**EXCERPTED DATA:**
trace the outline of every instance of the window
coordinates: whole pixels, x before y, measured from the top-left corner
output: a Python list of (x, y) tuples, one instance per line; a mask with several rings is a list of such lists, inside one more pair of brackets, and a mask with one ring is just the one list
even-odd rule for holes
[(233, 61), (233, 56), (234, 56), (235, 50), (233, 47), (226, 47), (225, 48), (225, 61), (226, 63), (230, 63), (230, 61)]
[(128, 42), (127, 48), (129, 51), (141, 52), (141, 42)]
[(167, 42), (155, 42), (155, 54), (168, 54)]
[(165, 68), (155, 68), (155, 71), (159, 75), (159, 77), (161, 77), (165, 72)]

**THE REQUEST:** Put the item lines into a Markdown table with the columns "No." and "Text", starting at the first line of the items and ending at the line containing "even-odd rule for holes". Include both of those lines and skip any blank lines.

**SOLUTION FOR THIS TASK:**
| No. | Text |
|---|---|
| 1 | trace the outline of every instance of the window |
| 2 | coordinates: whole pixels, x before y, measured from the top-left corner |
| 3 | output: a Python list of (x, y) tuples, one instance per line; a mask with several rings is a list of such lists, inside one more pair of brackets, and a mask with one ring is just the one list |
| 4 | even-odd rule for holes |